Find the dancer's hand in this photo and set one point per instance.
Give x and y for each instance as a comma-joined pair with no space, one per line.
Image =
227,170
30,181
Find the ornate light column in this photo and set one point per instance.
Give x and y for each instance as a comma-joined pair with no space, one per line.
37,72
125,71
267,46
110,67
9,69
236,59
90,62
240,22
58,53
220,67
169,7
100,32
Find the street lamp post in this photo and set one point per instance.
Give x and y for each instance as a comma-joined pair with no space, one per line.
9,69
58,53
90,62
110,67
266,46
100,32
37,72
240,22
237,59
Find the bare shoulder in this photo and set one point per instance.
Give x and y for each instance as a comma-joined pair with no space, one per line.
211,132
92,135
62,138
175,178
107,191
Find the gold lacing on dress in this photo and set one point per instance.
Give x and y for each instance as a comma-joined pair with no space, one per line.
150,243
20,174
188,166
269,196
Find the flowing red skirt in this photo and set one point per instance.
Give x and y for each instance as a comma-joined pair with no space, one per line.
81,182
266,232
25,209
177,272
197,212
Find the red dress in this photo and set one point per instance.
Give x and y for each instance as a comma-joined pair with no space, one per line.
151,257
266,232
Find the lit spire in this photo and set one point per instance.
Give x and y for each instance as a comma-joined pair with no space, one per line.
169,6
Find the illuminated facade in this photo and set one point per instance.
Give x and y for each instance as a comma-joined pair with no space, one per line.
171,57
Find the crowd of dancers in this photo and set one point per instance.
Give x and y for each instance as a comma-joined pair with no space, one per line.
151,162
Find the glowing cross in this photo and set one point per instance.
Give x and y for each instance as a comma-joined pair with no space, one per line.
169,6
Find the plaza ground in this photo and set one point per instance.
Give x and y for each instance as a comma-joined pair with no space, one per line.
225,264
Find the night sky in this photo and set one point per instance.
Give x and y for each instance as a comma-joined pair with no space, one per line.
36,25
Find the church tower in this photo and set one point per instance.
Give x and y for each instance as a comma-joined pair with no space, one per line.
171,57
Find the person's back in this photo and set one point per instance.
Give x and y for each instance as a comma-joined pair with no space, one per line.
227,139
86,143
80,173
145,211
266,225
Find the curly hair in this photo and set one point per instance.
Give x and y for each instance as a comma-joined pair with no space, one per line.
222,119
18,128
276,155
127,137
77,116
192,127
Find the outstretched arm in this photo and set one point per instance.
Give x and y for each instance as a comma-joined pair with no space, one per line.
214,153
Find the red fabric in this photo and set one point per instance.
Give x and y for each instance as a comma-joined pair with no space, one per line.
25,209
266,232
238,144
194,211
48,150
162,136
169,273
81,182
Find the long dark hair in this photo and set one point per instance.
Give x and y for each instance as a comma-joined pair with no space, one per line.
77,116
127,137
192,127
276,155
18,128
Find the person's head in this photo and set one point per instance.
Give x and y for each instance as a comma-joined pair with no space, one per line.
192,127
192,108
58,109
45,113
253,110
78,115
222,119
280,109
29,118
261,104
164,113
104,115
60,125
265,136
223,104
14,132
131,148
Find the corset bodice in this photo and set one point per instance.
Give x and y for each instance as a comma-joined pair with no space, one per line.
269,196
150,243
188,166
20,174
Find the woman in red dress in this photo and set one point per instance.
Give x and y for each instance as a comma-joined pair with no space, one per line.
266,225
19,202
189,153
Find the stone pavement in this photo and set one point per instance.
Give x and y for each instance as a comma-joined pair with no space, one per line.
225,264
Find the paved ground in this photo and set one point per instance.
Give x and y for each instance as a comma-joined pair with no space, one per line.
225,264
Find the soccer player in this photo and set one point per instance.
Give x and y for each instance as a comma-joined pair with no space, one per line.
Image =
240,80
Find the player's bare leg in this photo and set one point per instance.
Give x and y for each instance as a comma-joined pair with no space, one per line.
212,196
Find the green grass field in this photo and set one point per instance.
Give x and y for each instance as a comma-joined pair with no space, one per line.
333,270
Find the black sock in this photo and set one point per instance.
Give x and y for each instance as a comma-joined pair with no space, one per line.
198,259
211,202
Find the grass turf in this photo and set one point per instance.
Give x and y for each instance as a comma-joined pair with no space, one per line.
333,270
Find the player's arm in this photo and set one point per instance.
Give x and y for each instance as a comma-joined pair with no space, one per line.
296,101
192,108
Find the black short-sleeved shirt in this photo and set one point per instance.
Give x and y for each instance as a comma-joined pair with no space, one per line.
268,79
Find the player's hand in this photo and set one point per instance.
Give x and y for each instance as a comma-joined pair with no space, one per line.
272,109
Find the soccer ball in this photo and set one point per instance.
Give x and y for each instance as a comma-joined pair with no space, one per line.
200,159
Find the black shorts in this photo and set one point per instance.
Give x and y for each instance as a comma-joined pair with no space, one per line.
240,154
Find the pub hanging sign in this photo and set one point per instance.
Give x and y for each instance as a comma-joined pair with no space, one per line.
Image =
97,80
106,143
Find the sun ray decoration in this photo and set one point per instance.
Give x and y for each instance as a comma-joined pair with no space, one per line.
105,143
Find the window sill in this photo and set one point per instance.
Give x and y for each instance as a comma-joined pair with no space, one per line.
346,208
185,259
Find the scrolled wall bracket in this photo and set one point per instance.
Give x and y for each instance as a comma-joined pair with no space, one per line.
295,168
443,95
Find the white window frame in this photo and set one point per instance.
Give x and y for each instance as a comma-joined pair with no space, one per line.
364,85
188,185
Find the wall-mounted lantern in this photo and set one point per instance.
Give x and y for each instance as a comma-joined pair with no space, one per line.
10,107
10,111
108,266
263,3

* EXERCISE DESCRIPTION: Restate the data above word for word, please.

* EXPECTED ANSWER:
Find the dancer's hand in this photo and set one point per instance.
Give x and y for each instance as a comma-joined pair with no space, one per line.
Image =
227,170
30,181
Find the ornate light column in this photo and set one point per instance.
Give x and y for each instance as a comma-joined pair with no space, one per line.
37,72
125,71
267,46
110,67
9,69
236,59
90,62
240,22
58,53
220,67
169,7
100,32
Find the street lamp post in this photo and set one point per instance.
Give x and y for each instance as a comma-joined pair with no space, one per line.
9,69
58,53
90,62
110,67
266,46
100,32
37,72
240,22
237,59
Find the bare shoulder in this photo and set one point per instance.
Give x and y for each instance as a comma-joined pair with no space, one per line.
211,132
92,135
62,138
175,178
107,191
Find the gold lacing on dress in this photo and set one point per instance.
Give x and y for each instance as a comma-joined pair with no space, one per line.
150,243
20,174
188,166
269,196
Find the flowing red skirt in this photo and set one point per instance.
Give x and y for each instance as a comma-joined pair with no space, one per line.
81,182
266,232
25,209
177,272
197,212
Find the red dress in this photo and set one point per instance.
Give x and y for each instance as a comma-joined pair with no space, one per line.
151,257
266,232
Find the lit spire in this photo and set one point per instance.
Give x and y for each instance as a comma-joined pair with no space, one per line.
169,6
Find the illuminated facade in this photo and set one point per instance.
Give x and y for each instance as a comma-joined pair with no space, one per line.
171,57
Find the crowd of dancers in this photo and set one point per instance.
Give x and y for each instance as a comma-joined pair with no space, one per line.
151,162
Find the glowing cross in this photo and set one point per instance.
Give x and y for each instance as a comma-joined pair with no space, one per line.
169,6
Find the plaza ground in this photo and set one point per instance.
Give x and y for each instance as a comma-joined pair with no space, one per line.
225,264
Find the night sky in this photo and set one point per instance.
Give x and y for each instance as a comma-joined pair with no space, one per line.
36,25
Find the church tower in this photo and set one point per instance.
Give x and y for each instance as a comma-joined pair with no space, one per line.
171,57
Find the person's back in this photo and set one point per instance.
Give x and y for each instance as a comma-joined pair with no space, one per line.
227,139
86,143
80,173
145,211
266,225
Find the curly hair in this photo and set one point per instance.
Give x and y for each instance as a comma-joined pair with no space, one per line.
222,119
18,128
276,155
127,137
77,116
192,127
Find the outstretched arm in this photo and set one point per instance.
Give x and y for each instance as a comma-joined pair with no space, one per line.
214,153
Find the red fabric in this photo and set one point per instance.
Give x and y for each instance as a comma-joined pair with no space, one per line.
25,209
266,232
238,144
194,211
48,150
162,136
169,273
81,182
Find the long dark hair in this photo and set one point per instance.
Give x and y for each instance as a comma-joined pair with no space, one per line.
77,116
127,137
192,127
276,155
18,128
Find the person's head in this photo and set one point per instance.
Give x and y for each instance as a comma-joined pair with no space, one per line.
192,127
192,108
58,109
45,113
253,110
78,115
222,119
280,109
29,118
261,104
164,113
104,115
60,125
265,136
223,104
14,132
131,148
Find the corset bodice in this photo and set one point per instance.
Give x and y for each instance as a comma-joined pair with no space, one per line.
269,196
150,243
188,166
20,174
Find the woman in red dress in this photo and set one point per instance.
Give x and y for each instance as a comma-joined pair with no space, one per line.
266,225
19,202
189,153
Find the stone pavement in this photo and set one point per instance.
Give x and y for each instance as a comma-joined pair with no space, one per line.
225,264
Find the paved ground in this photo and set one point per instance.
Give x and y for each instance as a comma-joined pair with no space, one per line.
225,264
Find the soccer player in this photo and set one point per instance.
Give x and y for each instance as a comma-joined pair with no space, one per line.
Image =
240,80
Find the player's bare leg in this photo and set one point per instance.
Give x and y for each instance as a comma-joined pair with no space, one per line.
212,196
Find the green grass field in this photo and set one point per instance.
Give x and y for each instance as a comma-joined pair with no space, one per line.
333,270
Find the black sock in this photo and set one point per instance.
Give x and y for each instance as a comma-joined pair with no space, one per line.
198,259
211,202
Find the grass turf in this photo and set one point per instance.
Give x and y for each instance as a comma-joined pair with no space, one per line.
333,270
Find the player's arm in this photo and set one point per instance.
Give x and y for each instance as a comma-joined pair with no space, one per line.
296,101
192,108
Find the black short-sleeved shirt in this photo and set one point per instance.
Give x and y for each instance as a comma-joined pair with no space, one per line.
268,79
Find the player's hand in this photo and set one point per instance.
Give x and y for each instance as a comma-joined pair with no space, one per line.
272,109
Find the soccer ball in this photo and set one point per instance.
Give x and y for each instance as a comma-joined pair with no space, one per line.
200,159
Find the black shorts in this photo and set one point per instance.
Give x and y for each instance as a comma-joined pair with no space, one per line.
240,154
Find the pub hanging sign in this photo and set one point per instance.
Give x and y for each instance as a comma-joined pair with no space, one per line.
Image =
97,80
106,143
Find the sun ray decoration in this photo and set one point per instance.
Give x and y for each instance as a comma-joined pair with no space, one per line.
105,143
Find the window sill in this photo and set one point per instance.
Give x and y for each instance as a comma-joined pair with no space, one per line.
346,208
185,259
Find the scrolled wall bracket in this photo and set one point per instance.
Give x and y for each instance as a comma-joined pair with no space, one per line.
295,168
443,95
Find the white window frame in this photo and set one point per instance.
Give x and y for each instance as a comma-joined pair with no space, one per line.
364,85
188,185
Find the wall-mounted lantern in this photo and set one point per instance.
Give x and y for each instance as a comma-joined pair with no space, one per line.
10,107
10,111
108,266
263,3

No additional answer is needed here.